TASK ITEM.
Look for "green" in the records and copy every line that has it.

EXTRACTED RECORDS.

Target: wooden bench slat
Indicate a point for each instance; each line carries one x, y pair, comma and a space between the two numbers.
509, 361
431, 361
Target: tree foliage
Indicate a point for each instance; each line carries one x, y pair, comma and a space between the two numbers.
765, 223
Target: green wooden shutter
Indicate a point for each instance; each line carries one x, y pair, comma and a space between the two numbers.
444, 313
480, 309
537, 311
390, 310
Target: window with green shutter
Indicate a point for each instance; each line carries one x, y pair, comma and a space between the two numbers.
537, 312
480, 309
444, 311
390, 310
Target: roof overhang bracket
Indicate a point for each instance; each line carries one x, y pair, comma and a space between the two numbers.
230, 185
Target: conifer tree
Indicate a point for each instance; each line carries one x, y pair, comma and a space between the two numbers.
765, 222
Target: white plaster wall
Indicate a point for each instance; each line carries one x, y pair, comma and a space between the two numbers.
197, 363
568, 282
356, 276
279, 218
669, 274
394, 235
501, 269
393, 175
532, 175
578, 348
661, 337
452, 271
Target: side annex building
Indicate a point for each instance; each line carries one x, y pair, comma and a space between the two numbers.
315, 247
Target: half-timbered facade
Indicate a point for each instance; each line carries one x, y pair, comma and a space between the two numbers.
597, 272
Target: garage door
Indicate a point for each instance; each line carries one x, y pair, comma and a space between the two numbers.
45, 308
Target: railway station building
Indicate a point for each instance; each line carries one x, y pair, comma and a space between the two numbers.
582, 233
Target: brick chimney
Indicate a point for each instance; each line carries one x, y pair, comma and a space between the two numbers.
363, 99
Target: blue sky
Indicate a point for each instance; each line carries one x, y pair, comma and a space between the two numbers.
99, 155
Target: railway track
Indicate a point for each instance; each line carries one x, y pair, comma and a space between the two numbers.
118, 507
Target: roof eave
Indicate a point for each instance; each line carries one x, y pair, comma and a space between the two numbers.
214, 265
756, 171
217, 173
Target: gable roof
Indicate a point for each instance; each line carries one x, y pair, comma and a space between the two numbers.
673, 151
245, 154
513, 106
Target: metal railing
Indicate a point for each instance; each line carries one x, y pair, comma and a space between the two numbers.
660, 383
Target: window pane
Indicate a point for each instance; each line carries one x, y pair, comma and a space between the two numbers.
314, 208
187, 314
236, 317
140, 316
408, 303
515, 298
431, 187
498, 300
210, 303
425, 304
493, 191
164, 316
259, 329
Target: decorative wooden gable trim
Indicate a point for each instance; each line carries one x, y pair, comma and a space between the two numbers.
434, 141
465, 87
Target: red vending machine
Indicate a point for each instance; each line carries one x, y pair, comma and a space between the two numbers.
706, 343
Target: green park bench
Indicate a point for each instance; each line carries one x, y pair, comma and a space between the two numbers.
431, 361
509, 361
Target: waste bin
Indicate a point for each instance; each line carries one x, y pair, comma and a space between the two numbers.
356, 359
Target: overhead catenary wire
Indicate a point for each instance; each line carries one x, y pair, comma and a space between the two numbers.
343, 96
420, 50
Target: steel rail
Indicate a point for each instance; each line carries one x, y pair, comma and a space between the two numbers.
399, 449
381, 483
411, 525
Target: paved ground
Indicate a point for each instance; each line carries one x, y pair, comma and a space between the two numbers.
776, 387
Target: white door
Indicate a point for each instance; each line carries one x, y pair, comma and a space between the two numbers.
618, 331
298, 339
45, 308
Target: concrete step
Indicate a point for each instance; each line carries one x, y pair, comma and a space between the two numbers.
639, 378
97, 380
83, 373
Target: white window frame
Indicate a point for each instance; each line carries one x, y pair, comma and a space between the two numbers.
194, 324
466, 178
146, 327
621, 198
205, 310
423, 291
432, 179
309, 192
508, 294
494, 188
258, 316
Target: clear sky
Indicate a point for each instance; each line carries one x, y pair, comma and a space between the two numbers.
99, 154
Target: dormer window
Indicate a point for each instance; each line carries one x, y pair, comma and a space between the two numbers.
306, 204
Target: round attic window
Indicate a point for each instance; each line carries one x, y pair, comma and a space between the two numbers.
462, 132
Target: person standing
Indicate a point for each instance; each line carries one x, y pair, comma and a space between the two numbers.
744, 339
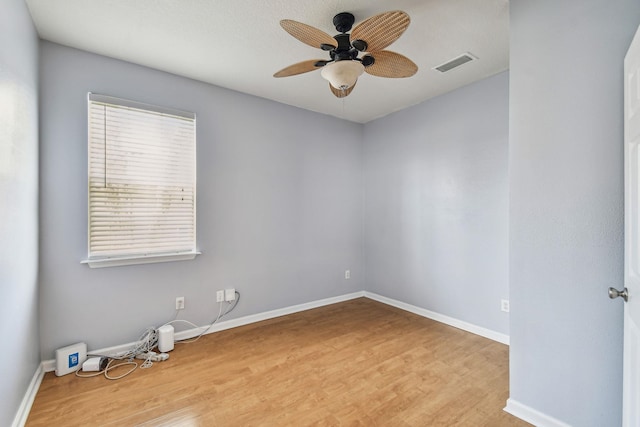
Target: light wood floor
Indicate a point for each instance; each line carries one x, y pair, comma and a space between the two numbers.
357, 363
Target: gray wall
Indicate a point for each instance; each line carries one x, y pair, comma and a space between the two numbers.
20, 356
279, 206
566, 205
436, 203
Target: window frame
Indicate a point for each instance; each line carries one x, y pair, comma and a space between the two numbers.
141, 257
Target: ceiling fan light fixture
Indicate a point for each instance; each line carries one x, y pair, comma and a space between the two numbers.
342, 74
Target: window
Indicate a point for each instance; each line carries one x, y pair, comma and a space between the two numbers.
142, 183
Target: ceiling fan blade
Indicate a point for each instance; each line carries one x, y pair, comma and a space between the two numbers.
381, 30
341, 93
391, 64
299, 68
308, 34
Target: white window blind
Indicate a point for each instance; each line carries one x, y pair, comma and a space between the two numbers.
142, 181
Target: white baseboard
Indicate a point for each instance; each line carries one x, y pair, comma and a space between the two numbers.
474, 329
27, 401
50, 365
531, 415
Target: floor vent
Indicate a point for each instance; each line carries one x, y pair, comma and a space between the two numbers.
456, 62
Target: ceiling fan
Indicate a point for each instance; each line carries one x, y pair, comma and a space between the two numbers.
369, 37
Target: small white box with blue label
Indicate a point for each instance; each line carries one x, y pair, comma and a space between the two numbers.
70, 358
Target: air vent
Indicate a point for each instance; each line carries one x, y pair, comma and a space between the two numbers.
456, 62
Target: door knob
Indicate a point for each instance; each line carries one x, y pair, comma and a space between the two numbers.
614, 293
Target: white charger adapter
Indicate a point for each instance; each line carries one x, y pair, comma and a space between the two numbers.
96, 364
165, 338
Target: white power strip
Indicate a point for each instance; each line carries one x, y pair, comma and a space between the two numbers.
165, 338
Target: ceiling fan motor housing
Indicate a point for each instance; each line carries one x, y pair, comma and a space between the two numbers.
343, 22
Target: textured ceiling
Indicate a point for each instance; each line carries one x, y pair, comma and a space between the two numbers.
239, 44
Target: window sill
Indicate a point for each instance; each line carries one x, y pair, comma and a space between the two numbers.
141, 259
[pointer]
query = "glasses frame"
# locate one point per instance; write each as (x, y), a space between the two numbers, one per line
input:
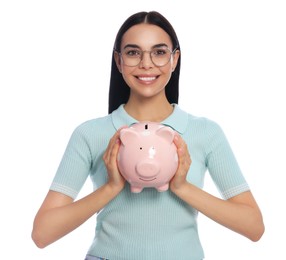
(142, 55)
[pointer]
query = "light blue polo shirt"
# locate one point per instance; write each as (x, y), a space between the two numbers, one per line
(148, 225)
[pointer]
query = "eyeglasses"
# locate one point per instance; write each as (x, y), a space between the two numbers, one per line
(160, 56)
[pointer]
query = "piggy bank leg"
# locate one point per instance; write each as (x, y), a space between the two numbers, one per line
(163, 187)
(136, 189)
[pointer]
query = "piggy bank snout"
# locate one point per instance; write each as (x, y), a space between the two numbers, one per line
(147, 169)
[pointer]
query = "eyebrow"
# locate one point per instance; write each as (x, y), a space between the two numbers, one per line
(154, 46)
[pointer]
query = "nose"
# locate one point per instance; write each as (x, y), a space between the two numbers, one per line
(146, 61)
(147, 169)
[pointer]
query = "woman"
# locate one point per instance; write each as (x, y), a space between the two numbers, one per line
(149, 225)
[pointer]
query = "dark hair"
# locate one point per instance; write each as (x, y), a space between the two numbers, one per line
(119, 91)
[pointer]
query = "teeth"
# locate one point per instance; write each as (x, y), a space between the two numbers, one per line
(147, 78)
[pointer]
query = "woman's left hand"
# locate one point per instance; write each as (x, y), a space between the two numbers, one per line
(184, 163)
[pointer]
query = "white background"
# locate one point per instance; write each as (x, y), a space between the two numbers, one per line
(55, 61)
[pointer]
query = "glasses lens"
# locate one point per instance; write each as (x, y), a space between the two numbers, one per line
(133, 56)
(160, 56)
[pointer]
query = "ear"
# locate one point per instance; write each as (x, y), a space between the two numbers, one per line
(117, 60)
(166, 133)
(176, 56)
(128, 135)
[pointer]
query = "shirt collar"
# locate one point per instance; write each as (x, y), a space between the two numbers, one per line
(178, 120)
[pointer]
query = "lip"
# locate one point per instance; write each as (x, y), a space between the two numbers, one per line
(147, 78)
(147, 180)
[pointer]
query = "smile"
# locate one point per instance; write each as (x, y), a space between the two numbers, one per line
(147, 179)
(147, 78)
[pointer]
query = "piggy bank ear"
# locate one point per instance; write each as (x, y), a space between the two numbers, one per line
(128, 136)
(166, 133)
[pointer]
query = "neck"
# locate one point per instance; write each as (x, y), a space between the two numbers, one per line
(149, 111)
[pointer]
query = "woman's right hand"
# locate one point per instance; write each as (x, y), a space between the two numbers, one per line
(115, 179)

RESPONSE TO THE TASK.
Target: green wooden shutter
Target: window with green shutter
Target: green park bench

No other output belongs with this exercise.